Exercise details:
Edit the entries from the line that contains "Reviewer note: check that each instance of the green road" through the line that contains "334], [322, 296]]" by replacing "person wearing backpack" with "person carrying a backpack" and leaving everything else unchanged. Return only those lines.

Data in this exercise:
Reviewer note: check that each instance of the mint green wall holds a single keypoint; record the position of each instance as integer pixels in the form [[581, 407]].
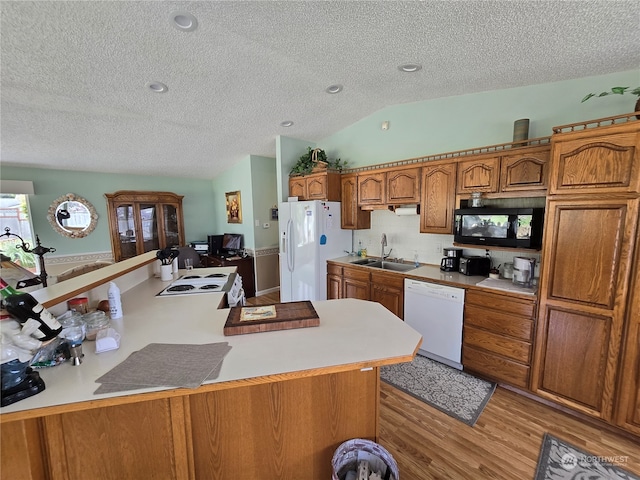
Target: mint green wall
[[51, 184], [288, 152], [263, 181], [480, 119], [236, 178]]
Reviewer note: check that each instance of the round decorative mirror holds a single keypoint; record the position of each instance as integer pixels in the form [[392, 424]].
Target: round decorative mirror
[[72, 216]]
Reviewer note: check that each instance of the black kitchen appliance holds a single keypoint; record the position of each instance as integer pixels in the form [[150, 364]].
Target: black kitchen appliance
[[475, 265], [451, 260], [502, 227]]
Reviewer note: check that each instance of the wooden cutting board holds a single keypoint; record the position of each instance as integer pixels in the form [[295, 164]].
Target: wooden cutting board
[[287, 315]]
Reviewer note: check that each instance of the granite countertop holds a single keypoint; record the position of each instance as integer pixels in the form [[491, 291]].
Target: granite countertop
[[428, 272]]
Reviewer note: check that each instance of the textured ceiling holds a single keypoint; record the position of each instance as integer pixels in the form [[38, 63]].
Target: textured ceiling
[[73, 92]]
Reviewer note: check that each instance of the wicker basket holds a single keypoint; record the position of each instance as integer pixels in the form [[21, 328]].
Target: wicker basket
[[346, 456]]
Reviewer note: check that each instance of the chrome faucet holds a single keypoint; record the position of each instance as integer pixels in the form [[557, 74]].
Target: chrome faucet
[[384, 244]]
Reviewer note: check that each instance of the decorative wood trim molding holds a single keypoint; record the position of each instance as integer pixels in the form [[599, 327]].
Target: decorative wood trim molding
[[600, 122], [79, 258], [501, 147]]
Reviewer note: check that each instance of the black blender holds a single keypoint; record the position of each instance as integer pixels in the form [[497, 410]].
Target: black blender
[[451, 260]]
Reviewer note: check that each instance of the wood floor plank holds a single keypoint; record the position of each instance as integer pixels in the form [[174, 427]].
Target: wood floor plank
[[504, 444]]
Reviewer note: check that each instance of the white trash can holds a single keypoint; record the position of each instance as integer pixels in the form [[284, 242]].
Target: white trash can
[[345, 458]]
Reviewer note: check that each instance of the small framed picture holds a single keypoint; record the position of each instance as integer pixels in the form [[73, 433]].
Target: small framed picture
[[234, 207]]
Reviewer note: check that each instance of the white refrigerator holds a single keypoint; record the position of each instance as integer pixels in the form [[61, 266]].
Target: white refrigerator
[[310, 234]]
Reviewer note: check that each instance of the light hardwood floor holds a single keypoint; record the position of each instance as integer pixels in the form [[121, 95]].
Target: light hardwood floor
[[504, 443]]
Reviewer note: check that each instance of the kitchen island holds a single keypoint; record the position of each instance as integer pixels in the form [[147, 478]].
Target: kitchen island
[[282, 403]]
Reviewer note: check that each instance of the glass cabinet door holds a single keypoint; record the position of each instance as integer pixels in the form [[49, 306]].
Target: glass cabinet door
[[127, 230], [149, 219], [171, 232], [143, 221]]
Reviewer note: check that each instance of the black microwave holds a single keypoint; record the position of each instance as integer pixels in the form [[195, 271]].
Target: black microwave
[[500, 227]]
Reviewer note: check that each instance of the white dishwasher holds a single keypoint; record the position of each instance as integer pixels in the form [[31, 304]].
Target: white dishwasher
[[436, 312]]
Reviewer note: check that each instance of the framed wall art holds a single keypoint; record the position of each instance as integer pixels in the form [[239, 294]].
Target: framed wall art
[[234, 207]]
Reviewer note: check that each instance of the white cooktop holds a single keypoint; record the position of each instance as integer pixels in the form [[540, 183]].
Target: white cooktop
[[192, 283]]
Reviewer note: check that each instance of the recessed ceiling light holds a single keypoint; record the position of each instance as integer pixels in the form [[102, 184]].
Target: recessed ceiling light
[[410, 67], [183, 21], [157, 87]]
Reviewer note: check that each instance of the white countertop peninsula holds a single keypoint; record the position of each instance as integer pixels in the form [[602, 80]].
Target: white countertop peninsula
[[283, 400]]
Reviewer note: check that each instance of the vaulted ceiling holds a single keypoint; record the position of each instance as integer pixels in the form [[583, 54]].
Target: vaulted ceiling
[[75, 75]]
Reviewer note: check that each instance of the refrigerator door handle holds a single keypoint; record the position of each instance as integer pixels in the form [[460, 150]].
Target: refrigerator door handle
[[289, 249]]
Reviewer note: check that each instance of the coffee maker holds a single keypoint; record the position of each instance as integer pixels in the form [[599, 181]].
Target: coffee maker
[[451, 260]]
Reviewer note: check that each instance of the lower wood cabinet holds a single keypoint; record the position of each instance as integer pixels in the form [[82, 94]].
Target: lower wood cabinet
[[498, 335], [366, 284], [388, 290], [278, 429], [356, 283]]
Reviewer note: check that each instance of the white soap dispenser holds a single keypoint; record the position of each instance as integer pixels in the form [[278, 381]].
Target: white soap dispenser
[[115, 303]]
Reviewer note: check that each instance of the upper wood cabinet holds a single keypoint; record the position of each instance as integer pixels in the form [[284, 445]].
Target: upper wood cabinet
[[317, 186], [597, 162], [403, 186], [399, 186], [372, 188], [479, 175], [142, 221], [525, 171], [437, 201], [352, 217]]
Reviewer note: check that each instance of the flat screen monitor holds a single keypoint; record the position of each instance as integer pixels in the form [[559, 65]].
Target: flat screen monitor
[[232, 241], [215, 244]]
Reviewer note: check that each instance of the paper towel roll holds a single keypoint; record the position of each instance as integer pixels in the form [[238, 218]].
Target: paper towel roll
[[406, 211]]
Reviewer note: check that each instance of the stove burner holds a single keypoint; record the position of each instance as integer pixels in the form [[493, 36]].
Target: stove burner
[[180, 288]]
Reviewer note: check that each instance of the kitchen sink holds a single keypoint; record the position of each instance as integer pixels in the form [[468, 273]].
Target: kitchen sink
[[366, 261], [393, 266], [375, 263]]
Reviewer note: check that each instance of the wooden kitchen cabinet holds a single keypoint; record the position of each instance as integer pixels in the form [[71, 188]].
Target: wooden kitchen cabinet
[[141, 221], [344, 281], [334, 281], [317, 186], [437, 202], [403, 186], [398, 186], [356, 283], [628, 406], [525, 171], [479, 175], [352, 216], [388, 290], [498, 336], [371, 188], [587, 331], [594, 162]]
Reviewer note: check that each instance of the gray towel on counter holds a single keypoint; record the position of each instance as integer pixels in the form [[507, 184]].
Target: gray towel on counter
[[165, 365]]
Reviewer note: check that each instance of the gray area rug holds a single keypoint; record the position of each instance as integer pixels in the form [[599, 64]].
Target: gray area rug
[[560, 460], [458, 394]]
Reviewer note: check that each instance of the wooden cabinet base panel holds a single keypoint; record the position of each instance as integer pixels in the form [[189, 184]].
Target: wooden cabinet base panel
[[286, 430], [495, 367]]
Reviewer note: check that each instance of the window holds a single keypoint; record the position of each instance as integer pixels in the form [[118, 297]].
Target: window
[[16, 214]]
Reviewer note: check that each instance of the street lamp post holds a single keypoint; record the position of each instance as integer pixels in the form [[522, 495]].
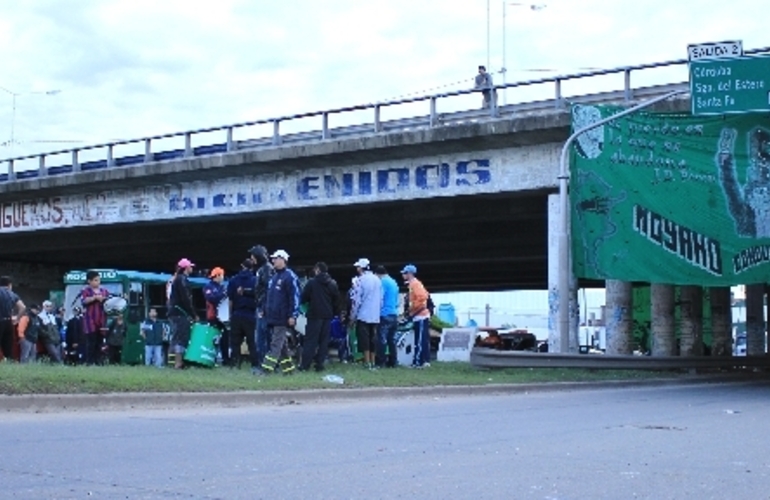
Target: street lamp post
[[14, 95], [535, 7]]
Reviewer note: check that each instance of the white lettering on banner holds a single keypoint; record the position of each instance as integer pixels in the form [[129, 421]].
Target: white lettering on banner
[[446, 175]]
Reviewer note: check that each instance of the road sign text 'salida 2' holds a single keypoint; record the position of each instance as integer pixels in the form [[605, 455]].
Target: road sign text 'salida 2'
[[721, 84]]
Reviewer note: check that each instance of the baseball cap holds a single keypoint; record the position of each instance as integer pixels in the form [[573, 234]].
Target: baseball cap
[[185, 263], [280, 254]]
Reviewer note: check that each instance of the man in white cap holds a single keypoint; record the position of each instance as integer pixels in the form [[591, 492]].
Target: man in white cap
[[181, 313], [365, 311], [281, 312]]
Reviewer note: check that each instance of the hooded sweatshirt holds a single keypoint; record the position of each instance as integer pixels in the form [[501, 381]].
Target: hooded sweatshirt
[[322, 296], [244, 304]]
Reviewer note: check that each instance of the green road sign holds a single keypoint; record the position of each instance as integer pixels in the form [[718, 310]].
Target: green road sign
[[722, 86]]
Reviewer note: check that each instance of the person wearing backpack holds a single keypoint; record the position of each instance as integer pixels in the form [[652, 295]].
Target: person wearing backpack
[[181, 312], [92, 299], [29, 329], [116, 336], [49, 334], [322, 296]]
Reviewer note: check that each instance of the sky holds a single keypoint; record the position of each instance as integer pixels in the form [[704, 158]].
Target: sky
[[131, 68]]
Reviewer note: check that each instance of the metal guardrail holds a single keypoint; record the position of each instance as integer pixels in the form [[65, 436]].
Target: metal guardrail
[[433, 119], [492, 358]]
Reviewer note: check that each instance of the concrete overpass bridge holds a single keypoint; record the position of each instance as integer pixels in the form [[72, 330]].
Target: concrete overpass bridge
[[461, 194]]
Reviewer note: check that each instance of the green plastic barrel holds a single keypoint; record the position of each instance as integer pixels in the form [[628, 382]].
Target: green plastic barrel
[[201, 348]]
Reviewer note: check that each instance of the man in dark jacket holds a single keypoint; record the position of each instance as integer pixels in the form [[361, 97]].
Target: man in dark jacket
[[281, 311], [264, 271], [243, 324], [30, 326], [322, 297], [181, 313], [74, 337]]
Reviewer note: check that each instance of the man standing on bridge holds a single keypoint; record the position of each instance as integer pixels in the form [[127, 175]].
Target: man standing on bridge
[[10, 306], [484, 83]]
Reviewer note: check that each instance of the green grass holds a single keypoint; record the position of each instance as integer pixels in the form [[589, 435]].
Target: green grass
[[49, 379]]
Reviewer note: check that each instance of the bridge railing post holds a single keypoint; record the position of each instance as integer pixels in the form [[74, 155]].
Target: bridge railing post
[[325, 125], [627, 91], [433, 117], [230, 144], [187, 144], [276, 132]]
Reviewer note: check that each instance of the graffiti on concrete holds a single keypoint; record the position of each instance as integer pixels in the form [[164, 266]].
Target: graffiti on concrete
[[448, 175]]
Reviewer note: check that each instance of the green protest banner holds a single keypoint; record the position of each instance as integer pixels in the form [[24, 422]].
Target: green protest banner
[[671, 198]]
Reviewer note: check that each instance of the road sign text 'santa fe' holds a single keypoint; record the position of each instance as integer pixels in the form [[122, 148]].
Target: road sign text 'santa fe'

Solution below:
Reviewer note: check that each instance of the green road sign holds a single keypoint; record the position of each instance as integer pixels in the form [[718, 310]].
Target: green road sign
[[722, 86]]
Reviewer note: check that each instance of the person carrying a backpack holds a single keypoint; record the position of each instance as integer pixels in the form [[652, 295]].
Target: person carrying a backpack
[[181, 312], [92, 299], [29, 329], [116, 336], [49, 334], [322, 296]]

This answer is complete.